* _Tasks and exercises_:
1. In the court opinion excerpt on arbitration, on what date did the plaintiff sign the Arbitration Policy and Agreement?
2. Pick up the court opinion excerpt on arbitration after its final sentence and continue writing it.

* _Study text_:

.....

Constitutional Right to Jury Trial Waived

Abbott argues that he cannot be forced to arbitrate his disputes because he has a constitutional right to a jury trial of employment discrimination claims. Pl.’s Opp. at 19. This argument is not supported by the record or by case law. The right to a jury trial is waivable by signing an agreement to submit claims to arbitration. Koveleskie v. SBC Capital Markets, Inc., 167 F.3d 361, 368 (7th Cir. 1999). The Arbitration Policy and Agreement signed by Plaintiff on September 28, 1999 explicitly states that “[b]oth you and Equity are giving up the right to have disputes covered by this agreement resolved in court and/or by a jury.” Pl.’s Ex. A. at 2; Def.’s Ex. A.

Costs of Arbitration Do Not Invalidate the Agreement

Finally, Plaintiff contends that “[t]o the extent that arbitration would subject [him] to a financial burden not imposed if the case remains in court, the arbitration agreement is invalid.” Pl.’s Opp. at 24.

This argument is unavailing. As Abbott admits, the Agreement is silent as to which party is responsible for payment of the costs of arbitration. Id. In this situation, Green Tree Financial Corp.-Alabama v. Randolph, 531 U.S. 79 (2000), is squarely on point. In response to a similar argument from the plaintiff in that case, the Supreme Court stated:

The record reveals only the arbitration agreement’s silence on the subject, and that fact alone is plainly insufficient to render it unenforceable. The “risk” that [the plaintiff] will be saddled with prohibitive costs is too speculative to justify the invalidation of an arbitration agreement.

.....

* _Records shown_:
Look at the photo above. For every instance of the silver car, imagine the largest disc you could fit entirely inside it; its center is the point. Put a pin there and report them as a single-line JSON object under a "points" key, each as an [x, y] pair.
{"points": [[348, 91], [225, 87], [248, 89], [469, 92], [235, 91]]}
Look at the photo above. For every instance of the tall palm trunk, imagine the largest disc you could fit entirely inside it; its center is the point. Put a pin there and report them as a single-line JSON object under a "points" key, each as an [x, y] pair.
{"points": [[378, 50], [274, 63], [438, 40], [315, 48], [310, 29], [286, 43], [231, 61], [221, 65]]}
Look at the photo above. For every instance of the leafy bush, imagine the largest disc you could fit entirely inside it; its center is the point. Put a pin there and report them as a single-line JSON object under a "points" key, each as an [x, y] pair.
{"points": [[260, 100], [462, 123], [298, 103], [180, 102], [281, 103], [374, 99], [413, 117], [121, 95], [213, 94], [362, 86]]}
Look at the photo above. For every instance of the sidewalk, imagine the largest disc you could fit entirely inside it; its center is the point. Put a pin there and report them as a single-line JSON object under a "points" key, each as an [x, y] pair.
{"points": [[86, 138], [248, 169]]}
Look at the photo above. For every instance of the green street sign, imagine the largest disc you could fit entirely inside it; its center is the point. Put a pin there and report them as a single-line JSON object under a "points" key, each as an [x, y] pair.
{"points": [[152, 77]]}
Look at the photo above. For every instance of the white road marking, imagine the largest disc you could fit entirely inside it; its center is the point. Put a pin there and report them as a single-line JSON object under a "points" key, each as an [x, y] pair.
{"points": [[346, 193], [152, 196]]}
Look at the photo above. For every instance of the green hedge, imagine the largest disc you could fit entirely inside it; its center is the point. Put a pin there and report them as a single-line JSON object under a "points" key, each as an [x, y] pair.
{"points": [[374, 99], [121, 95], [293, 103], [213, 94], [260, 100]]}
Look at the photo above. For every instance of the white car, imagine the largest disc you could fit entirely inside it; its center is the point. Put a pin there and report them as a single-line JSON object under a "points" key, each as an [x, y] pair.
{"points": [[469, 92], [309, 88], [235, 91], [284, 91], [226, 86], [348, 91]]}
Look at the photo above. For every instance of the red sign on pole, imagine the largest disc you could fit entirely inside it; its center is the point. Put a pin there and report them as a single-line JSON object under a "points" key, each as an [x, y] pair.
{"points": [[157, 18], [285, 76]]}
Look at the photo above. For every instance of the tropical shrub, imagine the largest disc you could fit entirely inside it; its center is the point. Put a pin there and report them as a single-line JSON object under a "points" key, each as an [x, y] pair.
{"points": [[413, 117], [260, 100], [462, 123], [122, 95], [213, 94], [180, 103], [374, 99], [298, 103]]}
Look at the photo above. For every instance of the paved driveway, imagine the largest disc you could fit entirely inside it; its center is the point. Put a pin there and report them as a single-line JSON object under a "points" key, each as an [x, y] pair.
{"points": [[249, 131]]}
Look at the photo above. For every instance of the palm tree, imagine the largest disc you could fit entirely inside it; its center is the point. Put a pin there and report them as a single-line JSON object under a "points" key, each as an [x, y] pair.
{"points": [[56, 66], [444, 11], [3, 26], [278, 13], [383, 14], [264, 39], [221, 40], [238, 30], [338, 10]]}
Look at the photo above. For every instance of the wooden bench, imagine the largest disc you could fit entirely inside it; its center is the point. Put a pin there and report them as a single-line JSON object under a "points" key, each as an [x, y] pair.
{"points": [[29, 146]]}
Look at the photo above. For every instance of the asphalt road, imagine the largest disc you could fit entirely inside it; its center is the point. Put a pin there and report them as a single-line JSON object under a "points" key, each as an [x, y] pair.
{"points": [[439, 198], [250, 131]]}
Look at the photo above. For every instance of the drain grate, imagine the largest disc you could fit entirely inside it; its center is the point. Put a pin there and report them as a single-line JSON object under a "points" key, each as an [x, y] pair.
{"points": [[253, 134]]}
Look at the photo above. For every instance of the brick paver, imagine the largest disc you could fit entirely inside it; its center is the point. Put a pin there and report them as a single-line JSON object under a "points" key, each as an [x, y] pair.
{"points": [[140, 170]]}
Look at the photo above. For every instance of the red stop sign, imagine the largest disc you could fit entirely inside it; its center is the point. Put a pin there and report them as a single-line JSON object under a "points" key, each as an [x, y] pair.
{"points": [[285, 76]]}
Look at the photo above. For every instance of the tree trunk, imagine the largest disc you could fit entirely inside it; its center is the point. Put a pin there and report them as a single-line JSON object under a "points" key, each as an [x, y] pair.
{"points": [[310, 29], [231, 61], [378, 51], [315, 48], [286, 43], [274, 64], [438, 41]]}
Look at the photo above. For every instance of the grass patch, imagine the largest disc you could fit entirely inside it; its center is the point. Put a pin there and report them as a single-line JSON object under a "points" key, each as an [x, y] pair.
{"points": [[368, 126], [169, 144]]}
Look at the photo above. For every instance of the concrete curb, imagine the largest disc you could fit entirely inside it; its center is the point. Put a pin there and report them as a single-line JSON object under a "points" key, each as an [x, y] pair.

.....

* _Results by task_:
1. September 28, 1999

2.
Id. at 91. This argument does not allow Abbott to avoid arbitration in favor of a judicial forum for his claims.

Summary

For the reasons explained above, Defendant’s Motion to Compel Binding Arbitration and to Stay Litigation is GRANTED. Plaintiff Abbott is hereby ORDERED to submit to and proceed with arbitration. His claims in this court are STAYED pending arbitration.

[1] The Supreme Court recently confirmed that the wide range of contracts for which arbitration agreements must be enforced includes contracts of employment (for all employees except transportation workers). Circuit City Stores, Inc. v. Adams, 532 U.S. 105, 109
(2001).
[2] We also note that Weaver, 276 N.E.2d at 462, establishes that there must be a “gross” inequality between the bargaining parties. If we were to find that no low-level employee can be held to an arbitration agreement due to a supposed disparity in bargaining power between the employer and employee, then most arbitration agreements to resolve employment disputes would be rendered ineffective. This result is contrary to the Supreme Court’s determination that the advantages of the arbitration process hold true in the employment context. See Circuit City, 532 U.S. at 123 (ruling on scope of FAA as applied to arbitration agreement between sales counselor and national retailer of consumer electronics). See also Kreimer v. Delta Faucet Co., 2000 WL 962817, at *5 (S.D.Ind. 2000) (“[A] party does not need to be a sophisticated business-person or have an advanced education to be bound by an arbitration agreement.”) (citation omitted).